> [Requirement 1]: List every action the poster says they perform to treat Star's abscess in the forum thread about the horse's hoof.
> [Requirement 2]: Extend the forum thread about the horse's hoof abscess, starting after its final sentence.

> [Exercise passage]:
——————
Either way you couldn’t be riding her I guess. Your trim was prettier. 😉 lol

As far as the low man beating on her; my father told me once that is always the way it goes. It’s the low horses who are particularly mean. It’s their one opportunity. I wouldn’t put her back in until she is sound and can take care of herself. That will all work out.


----------



## waresbear (Jun 18, 2011)

@Knave those pictures do not show my farrier's trim. The long hoof isn't really trimmed, I just nipped off her toes from the ground, the other side is my trim. This picture is a comparison - the left is mine, right is his.


----------



## waresbear (Jun 18, 2011)

Well since I am for waiting epoxy glue to dry, I will try to get caught up to present day. 
Star blew her abscess and it was huge and still sore for her. My hands got so chapped from soaking, cleaning & wrapping but she was slowly getting better. Since she was getting slightly bossy with Otis over the fence, I put her back in with him, dogs monitoring the situation. Nothing happened, he was friendly-ish. They went down to the pasture together, she was slow but she went, and 5 minutes behind him coming back for supper. I threw out 2 piles of hay and filled Otis's hay feeder. No squabbles, they shared a hay pile on the ground, and shared the next one but when it came to his feeder, nope not sharing. She figured out his game the next time, when he came over to snuggle & share, she went to another pile, he gave up & just eats from his feeder before she goes over there. She continues to hate me because I have to doctor her. Her abscess whole is so deep & I have to flush it with a syringe. 










I can't really address any of her sole, even with Bute, she is so sore. It starts to cover over and I am ready to fix up the horrible sole.
——————
Items drawn from a dataset:
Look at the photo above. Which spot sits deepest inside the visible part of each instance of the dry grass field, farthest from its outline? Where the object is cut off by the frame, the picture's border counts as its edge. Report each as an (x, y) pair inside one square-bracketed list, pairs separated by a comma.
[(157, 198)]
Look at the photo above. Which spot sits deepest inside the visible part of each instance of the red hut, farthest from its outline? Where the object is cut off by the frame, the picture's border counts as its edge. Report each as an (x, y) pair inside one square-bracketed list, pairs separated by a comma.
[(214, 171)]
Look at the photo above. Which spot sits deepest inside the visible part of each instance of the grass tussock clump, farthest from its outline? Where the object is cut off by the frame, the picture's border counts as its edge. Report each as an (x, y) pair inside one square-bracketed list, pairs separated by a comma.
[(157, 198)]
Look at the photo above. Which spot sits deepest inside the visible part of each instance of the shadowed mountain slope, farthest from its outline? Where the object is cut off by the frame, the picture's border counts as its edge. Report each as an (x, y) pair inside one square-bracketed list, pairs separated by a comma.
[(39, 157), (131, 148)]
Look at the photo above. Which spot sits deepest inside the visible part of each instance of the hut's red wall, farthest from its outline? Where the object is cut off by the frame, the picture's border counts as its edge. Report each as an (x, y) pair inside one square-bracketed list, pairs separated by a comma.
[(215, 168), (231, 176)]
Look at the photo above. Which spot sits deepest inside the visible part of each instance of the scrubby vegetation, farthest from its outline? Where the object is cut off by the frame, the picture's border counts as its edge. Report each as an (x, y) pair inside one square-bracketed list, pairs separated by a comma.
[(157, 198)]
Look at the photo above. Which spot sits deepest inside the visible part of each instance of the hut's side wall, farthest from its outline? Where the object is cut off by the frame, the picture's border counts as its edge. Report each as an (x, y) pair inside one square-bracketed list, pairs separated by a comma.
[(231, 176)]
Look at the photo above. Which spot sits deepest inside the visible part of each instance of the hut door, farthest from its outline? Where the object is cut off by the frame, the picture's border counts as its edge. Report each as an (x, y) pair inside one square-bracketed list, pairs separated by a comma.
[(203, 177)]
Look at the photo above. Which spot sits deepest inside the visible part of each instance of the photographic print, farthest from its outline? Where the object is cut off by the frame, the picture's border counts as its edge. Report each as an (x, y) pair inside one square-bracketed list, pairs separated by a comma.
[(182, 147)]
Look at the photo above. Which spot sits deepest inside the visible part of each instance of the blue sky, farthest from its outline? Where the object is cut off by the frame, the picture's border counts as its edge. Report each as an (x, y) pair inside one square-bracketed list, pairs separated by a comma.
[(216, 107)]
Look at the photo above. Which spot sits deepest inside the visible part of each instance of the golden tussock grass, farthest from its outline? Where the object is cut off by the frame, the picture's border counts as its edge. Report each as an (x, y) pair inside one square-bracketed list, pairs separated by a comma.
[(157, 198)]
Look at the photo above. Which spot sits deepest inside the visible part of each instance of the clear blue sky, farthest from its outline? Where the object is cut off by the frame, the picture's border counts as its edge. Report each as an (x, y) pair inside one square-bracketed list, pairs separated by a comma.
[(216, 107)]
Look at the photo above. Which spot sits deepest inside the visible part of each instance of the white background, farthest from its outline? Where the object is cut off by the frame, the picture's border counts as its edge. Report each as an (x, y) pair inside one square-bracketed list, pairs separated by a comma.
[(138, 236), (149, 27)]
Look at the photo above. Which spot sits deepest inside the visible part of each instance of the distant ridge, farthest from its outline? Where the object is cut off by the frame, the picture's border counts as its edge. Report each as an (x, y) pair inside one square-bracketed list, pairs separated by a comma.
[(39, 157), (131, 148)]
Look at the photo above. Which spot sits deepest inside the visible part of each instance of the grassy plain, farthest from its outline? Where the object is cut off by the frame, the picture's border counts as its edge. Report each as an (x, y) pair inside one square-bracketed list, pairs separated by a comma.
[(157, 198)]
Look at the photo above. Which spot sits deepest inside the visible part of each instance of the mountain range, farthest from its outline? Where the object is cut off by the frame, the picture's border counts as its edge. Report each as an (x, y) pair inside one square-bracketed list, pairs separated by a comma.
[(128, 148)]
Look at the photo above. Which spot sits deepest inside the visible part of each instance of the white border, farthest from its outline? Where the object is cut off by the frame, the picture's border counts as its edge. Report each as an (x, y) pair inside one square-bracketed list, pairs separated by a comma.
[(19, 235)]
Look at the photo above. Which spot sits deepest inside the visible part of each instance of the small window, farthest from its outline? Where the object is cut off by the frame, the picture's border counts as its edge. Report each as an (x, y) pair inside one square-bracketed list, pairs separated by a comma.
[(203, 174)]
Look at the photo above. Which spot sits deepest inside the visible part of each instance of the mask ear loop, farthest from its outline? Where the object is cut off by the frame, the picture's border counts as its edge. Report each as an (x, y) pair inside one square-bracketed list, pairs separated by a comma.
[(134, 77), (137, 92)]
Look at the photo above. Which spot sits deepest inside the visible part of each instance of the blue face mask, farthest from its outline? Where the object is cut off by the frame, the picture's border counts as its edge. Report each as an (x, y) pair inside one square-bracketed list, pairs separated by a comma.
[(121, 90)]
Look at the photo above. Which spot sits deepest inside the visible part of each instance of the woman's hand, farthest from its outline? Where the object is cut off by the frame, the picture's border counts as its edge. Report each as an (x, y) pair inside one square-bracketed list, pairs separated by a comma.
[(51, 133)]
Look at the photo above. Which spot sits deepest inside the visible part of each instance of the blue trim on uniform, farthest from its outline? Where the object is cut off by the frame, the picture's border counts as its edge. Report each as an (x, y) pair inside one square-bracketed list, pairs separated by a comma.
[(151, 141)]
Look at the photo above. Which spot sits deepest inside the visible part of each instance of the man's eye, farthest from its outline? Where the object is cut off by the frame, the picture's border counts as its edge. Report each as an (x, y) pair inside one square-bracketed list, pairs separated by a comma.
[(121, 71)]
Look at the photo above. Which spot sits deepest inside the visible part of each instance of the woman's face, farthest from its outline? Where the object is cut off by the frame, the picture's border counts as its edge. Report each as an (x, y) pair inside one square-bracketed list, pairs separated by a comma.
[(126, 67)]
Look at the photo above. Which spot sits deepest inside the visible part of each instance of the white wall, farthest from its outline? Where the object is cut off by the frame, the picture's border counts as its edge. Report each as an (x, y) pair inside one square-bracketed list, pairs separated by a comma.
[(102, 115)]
——————
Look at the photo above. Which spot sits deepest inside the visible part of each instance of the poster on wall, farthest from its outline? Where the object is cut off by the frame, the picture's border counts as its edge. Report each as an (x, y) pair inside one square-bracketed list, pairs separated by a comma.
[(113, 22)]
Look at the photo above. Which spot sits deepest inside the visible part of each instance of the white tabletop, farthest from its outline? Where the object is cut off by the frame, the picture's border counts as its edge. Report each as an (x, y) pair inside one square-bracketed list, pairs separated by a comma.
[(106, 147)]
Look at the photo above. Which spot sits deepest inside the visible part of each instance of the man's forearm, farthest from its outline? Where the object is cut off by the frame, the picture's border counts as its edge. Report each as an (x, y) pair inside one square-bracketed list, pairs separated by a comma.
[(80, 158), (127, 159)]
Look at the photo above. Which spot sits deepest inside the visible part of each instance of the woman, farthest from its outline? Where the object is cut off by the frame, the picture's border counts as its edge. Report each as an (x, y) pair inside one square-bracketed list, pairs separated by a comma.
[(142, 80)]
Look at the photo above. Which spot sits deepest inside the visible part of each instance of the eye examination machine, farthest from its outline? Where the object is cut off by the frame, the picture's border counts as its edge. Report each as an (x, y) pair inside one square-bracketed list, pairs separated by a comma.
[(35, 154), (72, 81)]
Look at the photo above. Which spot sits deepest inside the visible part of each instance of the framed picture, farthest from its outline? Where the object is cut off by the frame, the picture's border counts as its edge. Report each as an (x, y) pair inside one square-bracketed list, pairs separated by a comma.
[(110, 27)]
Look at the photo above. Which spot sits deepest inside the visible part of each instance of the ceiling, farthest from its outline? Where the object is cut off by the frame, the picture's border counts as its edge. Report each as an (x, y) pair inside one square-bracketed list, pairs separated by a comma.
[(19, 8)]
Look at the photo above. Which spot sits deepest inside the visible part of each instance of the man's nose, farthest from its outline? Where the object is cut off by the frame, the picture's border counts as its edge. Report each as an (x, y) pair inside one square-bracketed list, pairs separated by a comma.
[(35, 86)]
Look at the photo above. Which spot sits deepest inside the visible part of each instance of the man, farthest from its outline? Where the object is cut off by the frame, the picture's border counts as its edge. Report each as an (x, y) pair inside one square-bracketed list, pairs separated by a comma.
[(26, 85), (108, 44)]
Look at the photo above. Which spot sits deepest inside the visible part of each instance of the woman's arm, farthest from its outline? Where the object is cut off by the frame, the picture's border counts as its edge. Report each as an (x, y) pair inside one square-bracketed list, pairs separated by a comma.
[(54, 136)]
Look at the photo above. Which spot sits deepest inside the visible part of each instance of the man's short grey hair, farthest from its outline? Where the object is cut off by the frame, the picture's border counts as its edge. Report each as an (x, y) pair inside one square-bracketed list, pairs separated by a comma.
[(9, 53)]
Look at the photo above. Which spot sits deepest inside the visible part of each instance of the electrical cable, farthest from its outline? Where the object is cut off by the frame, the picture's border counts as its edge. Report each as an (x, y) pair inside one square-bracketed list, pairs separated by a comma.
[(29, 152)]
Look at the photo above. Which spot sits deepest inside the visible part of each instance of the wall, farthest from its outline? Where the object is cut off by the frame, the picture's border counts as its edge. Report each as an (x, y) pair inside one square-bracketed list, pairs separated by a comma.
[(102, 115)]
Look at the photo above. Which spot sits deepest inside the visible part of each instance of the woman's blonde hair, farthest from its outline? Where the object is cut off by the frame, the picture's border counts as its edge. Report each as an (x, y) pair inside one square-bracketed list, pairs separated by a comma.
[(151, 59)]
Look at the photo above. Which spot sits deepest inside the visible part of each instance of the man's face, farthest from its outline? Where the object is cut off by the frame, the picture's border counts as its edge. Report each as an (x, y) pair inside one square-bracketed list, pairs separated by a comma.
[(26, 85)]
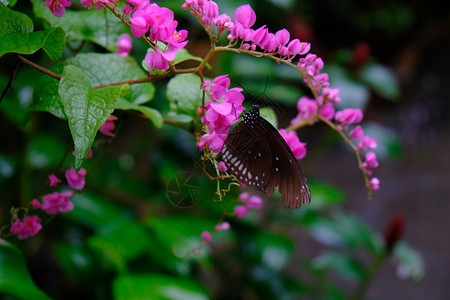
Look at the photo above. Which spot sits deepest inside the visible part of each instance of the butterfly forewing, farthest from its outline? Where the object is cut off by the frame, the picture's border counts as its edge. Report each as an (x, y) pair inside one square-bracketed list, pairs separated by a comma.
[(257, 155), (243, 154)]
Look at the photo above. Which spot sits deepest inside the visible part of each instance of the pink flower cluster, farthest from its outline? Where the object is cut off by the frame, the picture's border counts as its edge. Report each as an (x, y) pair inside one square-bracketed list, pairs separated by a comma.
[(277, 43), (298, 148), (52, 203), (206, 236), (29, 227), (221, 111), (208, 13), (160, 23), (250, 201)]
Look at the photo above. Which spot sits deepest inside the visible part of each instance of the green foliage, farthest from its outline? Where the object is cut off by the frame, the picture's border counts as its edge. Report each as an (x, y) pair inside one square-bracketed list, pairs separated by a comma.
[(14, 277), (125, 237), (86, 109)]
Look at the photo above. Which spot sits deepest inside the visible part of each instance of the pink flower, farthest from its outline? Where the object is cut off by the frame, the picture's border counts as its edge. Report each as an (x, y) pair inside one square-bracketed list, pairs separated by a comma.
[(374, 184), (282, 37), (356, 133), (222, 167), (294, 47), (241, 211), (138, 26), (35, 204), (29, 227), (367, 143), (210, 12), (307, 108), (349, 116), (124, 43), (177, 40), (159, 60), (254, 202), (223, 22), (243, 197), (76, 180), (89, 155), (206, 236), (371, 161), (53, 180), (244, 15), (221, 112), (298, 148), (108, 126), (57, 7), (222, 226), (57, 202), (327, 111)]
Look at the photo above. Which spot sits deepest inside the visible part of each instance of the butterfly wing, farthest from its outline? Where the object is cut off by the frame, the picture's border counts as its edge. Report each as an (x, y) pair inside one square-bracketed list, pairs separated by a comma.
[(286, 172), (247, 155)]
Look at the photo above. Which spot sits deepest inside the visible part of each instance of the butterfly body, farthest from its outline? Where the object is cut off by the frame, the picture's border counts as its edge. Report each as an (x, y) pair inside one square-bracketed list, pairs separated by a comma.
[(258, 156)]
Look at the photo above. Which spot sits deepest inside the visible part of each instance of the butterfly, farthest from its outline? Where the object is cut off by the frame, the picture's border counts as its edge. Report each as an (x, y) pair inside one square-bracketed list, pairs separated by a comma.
——————
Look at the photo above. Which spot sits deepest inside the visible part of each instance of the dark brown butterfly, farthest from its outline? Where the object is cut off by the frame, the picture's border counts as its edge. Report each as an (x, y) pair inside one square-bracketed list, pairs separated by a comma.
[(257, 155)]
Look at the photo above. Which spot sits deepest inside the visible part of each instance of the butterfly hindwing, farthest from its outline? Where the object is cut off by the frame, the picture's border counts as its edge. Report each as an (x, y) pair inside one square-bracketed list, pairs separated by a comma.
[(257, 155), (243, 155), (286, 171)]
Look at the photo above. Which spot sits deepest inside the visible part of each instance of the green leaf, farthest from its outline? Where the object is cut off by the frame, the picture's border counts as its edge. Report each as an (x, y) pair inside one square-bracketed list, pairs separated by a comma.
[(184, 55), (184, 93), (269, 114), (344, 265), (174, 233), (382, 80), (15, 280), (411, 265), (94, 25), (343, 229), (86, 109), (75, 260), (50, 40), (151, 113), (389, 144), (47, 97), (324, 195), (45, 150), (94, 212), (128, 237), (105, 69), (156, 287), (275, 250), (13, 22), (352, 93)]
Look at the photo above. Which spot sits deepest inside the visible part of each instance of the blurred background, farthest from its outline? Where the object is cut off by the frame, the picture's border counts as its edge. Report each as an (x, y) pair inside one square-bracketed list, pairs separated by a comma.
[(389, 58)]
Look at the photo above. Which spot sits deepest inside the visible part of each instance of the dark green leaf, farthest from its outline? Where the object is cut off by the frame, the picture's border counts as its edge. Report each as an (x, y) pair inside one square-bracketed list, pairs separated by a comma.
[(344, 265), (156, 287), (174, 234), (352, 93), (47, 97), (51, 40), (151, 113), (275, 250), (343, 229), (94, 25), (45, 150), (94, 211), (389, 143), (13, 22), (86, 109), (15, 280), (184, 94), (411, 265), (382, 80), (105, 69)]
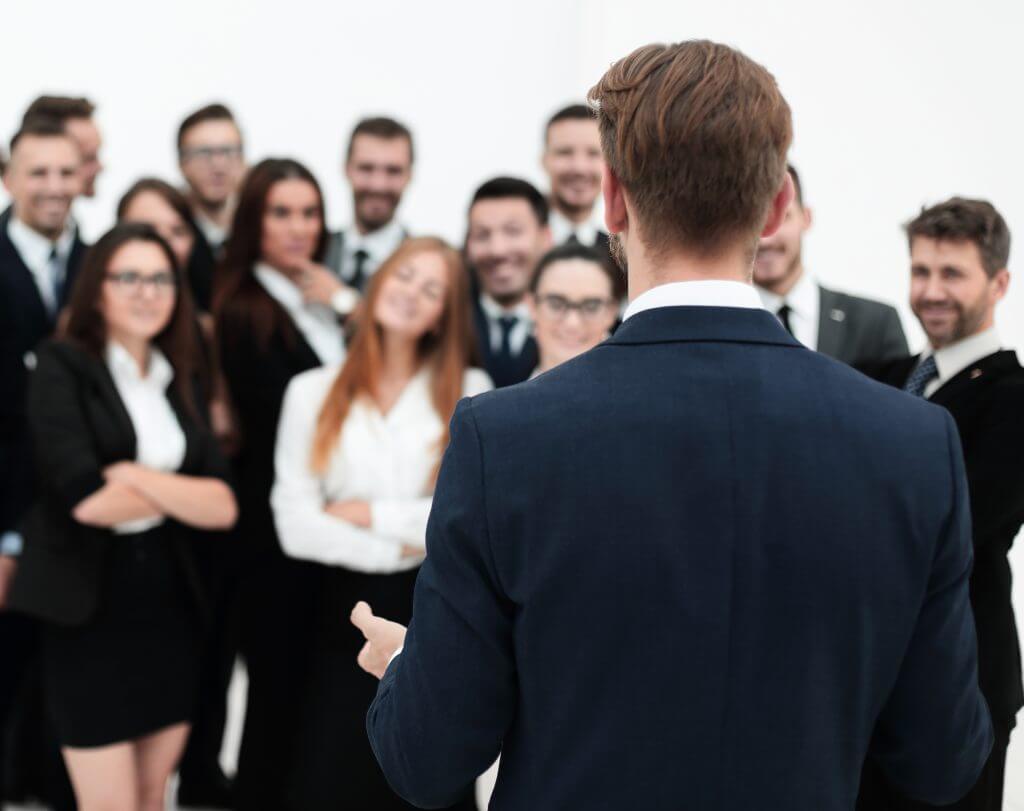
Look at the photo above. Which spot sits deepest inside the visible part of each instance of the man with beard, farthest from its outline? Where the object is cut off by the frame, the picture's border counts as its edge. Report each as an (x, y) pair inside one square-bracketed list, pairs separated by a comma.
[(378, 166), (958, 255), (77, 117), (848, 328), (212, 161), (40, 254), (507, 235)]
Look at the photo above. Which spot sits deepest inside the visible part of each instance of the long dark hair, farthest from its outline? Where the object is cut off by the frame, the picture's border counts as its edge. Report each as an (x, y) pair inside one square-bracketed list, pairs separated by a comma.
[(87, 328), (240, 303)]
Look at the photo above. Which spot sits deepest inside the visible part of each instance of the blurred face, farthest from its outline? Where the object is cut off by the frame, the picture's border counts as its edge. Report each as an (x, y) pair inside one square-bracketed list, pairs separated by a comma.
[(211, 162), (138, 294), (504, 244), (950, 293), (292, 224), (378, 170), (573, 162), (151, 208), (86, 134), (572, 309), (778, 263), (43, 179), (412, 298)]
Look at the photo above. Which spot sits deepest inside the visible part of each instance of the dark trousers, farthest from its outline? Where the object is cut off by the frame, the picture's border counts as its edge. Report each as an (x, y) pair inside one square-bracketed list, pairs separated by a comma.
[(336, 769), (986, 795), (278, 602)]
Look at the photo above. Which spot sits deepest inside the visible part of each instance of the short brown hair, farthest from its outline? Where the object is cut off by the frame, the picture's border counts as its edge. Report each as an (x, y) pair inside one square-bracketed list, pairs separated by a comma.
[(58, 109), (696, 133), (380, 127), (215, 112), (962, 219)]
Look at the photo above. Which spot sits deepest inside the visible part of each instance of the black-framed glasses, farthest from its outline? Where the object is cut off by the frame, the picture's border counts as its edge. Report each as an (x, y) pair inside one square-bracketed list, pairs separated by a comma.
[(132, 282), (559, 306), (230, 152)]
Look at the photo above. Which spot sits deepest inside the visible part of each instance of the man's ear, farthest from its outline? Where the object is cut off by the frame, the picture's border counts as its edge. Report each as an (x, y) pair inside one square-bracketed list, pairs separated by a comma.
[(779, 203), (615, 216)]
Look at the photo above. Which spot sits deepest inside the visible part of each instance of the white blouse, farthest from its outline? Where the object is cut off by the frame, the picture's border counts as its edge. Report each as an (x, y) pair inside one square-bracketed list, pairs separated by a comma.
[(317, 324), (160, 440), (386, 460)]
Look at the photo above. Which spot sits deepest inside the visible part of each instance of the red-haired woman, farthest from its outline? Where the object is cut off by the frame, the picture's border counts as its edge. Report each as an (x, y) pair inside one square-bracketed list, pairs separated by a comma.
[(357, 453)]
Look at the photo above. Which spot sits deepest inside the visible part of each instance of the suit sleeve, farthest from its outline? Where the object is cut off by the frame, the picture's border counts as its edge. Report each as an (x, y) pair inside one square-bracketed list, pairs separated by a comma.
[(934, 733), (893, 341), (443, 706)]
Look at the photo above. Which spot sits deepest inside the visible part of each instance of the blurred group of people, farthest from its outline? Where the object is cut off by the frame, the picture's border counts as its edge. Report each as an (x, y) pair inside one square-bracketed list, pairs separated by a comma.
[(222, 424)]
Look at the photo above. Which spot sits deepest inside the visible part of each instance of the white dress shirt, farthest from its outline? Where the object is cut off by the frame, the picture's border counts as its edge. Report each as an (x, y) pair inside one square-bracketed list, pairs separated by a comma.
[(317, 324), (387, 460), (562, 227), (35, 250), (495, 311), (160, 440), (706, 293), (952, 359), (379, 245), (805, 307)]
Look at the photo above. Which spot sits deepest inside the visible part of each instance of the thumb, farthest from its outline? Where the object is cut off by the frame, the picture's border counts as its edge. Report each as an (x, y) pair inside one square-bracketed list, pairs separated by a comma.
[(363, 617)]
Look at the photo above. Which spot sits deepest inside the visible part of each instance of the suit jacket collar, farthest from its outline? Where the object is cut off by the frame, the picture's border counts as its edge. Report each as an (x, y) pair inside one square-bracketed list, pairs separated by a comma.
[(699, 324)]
——————
> [Your response 1]: Soaking, cleaning, wrapping, and flushing the abscess hole with a syringe.

> [Your response 2]:
She is so loaded to the outside, I gave my rehab farrier friend a call. She helped me through this. It worked. Star was walking better after.


----------



## waresbear (Jun 18, 2011)

Round two of waiting for epoxies to dry, lol. I have a horse hair jewelry business, orders are pouring in for Christmas and I go back to my regular job on Thursday. Haven't worked there since Covid lock down.
Star was getting better & better everyday, she actually trotted a little up from the pasture. Her heels were staying back and I was ready to trim her again. Did away with the hoof boots and wrapping, she was moving normally. Then one morning she was lame, LAME! On the abscessed one. Great! I figured it closed up too soon and still needed to drain. I poulticed it with Animalintex, wrapped it and put a boot on it. Next morning, who is cantering up the hill for breakfast? It was her and she was sound! I took the hoof boot off but not the wrap as it was mucky and she had duct tape over the vetwrap. Figured I would give her a day then cut it off. She lost it somewhere in a few hours. Had a look at the abscess, the original whole was closed but another track drained under the frog next to it. I gave her a few days without me bothering her. She seriously dislikes me unless I give her cookies, then it's only while the cookies last. 
My last poultice & wrap...

















We both have angry mare faces....









But homemade horse cookies earns a pleasant expression....









Otis does not require cookies for affection...


----------



## waresbear (Jun 18, 2011)

So this entry here will be current as of today, phew! Yup, waiting for more epoxy to dry.
Yesterday was the day to trim Star. She has been moving soundly for almost a week. My granddaughters love her, she nickers to them, crinkled her spotty nose at me however. She could hold her hooves up for a decent amount of time, didn't need too many breaks. My granddaughter groomed her, she loved that! When I groomed her before, she looked like she was sneering at me. Total ungratefulness, lol. All her hooves are good, soles have thickened up to where she is comfortable. Just waiting on that abscessed side to fill in, her wonky frog is migrating back to center, almost there.








The fronts are exactly how they should be at this point

















Hinds are much better too, way less loaded to the outside left and inside right. Before, she had almost a windswept effect going on. I guess to keep the pressure off that abscess on the inside. She was brewing that thing when Bobbi-Jo picked her up in early August, it didn't drain at all until the 2nd week of September and again last week. Whatever drained out then seems to be the last of it...I hope. It did bring her instant relief so that's a good sign.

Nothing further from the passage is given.